* _AIM OF THE TASK_
Duplicate each of the rows below line for line, without any alterations, and omit the pictures from your reply.
───── GIVEN RECORDS
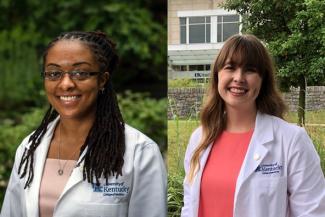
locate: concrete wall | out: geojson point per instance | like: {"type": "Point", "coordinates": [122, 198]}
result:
{"type": "Point", "coordinates": [186, 102]}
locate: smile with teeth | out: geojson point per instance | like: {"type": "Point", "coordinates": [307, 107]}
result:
{"type": "Point", "coordinates": [237, 90]}
{"type": "Point", "coordinates": [69, 98]}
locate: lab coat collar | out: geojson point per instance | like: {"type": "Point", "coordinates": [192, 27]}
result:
{"type": "Point", "coordinates": [257, 149]}
{"type": "Point", "coordinates": [39, 161]}
{"type": "Point", "coordinates": [40, 155]}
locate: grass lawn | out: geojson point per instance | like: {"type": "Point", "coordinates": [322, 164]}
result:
{"type": "Point", "coordinates": [179, 132]}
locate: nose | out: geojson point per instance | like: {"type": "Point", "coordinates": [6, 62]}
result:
{"type": "Point", "coordinates": [66, 83]}
{"type": "Point", "coordinates": [239, 75]}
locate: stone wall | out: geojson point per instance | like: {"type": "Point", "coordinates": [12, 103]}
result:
{"type": "Point", "coordinates": [186, 102]}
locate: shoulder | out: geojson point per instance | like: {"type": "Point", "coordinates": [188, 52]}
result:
{"type": "Point", "coordinates": [137, 141]}
{"type": "Point", "coordinates": [194, 140]}
{"type": "Point", "coordinates": [291, 135]}
{"type": "Point", "coordinates": [280, 126]}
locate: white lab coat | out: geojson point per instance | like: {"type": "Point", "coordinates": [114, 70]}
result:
{"type": "Point", "coordinates": [141, 189]}
{"type": "Point", "coordinates": [280, 175]}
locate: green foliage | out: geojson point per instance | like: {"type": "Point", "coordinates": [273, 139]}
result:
{"type": "Point", "coordinates": [140, 111]}
{"type": "Point", "coordinates": [138, 27]}
{"type": "Point", "coordinates": [175, 195]}
{"type": "Point", "coordinates": [20, 82]}
{"type": "Point", "coordinates": [296, 40]}
{"type": "Point", "coordinates": [146, 114]}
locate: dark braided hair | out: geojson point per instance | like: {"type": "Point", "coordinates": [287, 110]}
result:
{"type": "Point", "coordinates": [105, 141]}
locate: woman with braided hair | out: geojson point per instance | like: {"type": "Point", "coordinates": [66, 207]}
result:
{"type": "Point", "coordinates": [83, 160]}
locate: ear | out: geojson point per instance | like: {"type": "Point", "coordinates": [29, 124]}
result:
{"type": "Point", "coordinates": [103, 79]}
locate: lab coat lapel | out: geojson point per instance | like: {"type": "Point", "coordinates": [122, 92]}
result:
{"type": "Point", "coordinates": [257, 150]}
{"type": "Point", "coordinates": [75, 178]}
{"type": "Point", "coordinates": [32, 193]}
{"type": "Point", "coordinates": [197, 181]}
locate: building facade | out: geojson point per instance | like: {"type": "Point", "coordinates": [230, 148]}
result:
{"type": "Point", "coordinates": [196, 32]}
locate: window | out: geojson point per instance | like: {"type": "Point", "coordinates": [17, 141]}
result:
{"type": "Point", "coordinates": [199, 30]}
{"type": "Point", "coordinates": [182, 22]}
{"type": "Point", "coordinates": [227, 26]}
{"type": "Point", "coordinates": [207, 29]}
──────────
* _FINISHED ANSWER_
locate: concrete wall | out: geojson point per instance | like: {"type": "Point", "coordinates": [122, 198]}
result:
{"type": "Point", "coordinates": [186, 102]}
locate: smile with teeth | out: geojson point per instance | like: {"type": "Point", "coordinates": [307, 107]}
result:
{"type": "Point", "coordinates": [237, 90]}
{"type": "Point", "coordinates": [69, 98]}
locate: lab coat collar | out: geojson point per instance | like: {"type": "Point", "coordinates": [192, 27]}
result:
{"type": "Point", "coordinates": [257, 149]}
{"type": "Point", "coordinates": [39, 161]}
{"type": "Point", "coordinates": [40, 155]}
locate: grass lawn | out: geojson point per instance | like: {"type": "Point", "coordinates": [322, 164]}
result:
{"type": "Point", "coordinates": [179, 132]}
locate: nose | out: geojson point per instance | like: {"type": "Point", "coordinates": [6, 62]}
result:
{"type": "Point", "coordinates": [66, 83]}
{"type": "Point", "coordinates": [239, 75]}
locate: stone wall | out: geojson point per instance | like: {"type": "Point", "coordinates": [12, 103]}
result:
{"type": "Point", "coordinates": [186, 102]}
locate: shoulder | out: geojson point per instance | like: {"type": "Point", "coordinates": [188, 52]}
result:
{"type": "Point", "coordinates": [137, 141]}
{"type": "Point", "coordinates": [194, 140]}
{"type": "Point", "coordinates": [291, 135]}
{"type": "Point", "coordinates": [280, 126]}
locate: white lab coat | out: geojson point per instance | like: {"type": "Point", "coordinates": [114, 70]}
result:
{"type": "Point", "coordinates": [141, 189]}
{"type": "Point", "coordinates": [280, 175]}
locate: green foliage | out: geojson point per instance | like: {"type": "Point", "coordinates": [273, 139]}
result:
{"type": "Point", "coordinates": [140, 111]}
{"type": "Point", "coordinates": [138, 27]}
{"type": "Point", "coordinates": [175, 195]}
{"type": "Point", "coordinates": [20, 82]}
{"type": "Point", "coordinates": [296, 40]}
{"type": "Point", "coordinates": [146, 114]}
locate: dark braided hair | out: geojson point per instance | like: {"type": "Point", "coordinates": [287, 110]}
result:
{"type": "Point", "coordinates": [105, 141]}
locate: woman with braided hair | out: geojson point per instance | like: {"type": "Point", "coordinates": [66, 207]}
result:
{"type": "Point", "coordinates": [83, 160]}
locate: ear | out: geojson point per instance | like: {"type": "Point", "coordinates": [29, 124]}
result:
{"type": "Point", "coordinates": [103, 79]}
locate: lab coat lapel | out: geojson point per instance | like: {"type": "Point", "coordinates": [122, 92]}
result:
{"type": "Point", "coordinates": [257, 150]}
{"type": "Point", "coordinates": [75, 178]}
{"type": "Point", "coordinates": [32, 193]}
{"type": "Point", "coordinates": [197, 181]}
locate: building facade | out: geojson point per instance | like: {"type": "Point", "coordinates": [230, 148]}
result:
{"type": "Point", "coordinates": [196, 32]}
locate: window | out: geojson point per instance | like: {"type": "Point", "coordinates": [17, 141]}
result:
{"type": "Point", "coordinates": [199, 30]}
{"type": "Point", "coordinates": [182, 22]}
{"type": "Point", "coordinates": [227, 26]}
{"type": "Point", "coordinates": [207, 29]}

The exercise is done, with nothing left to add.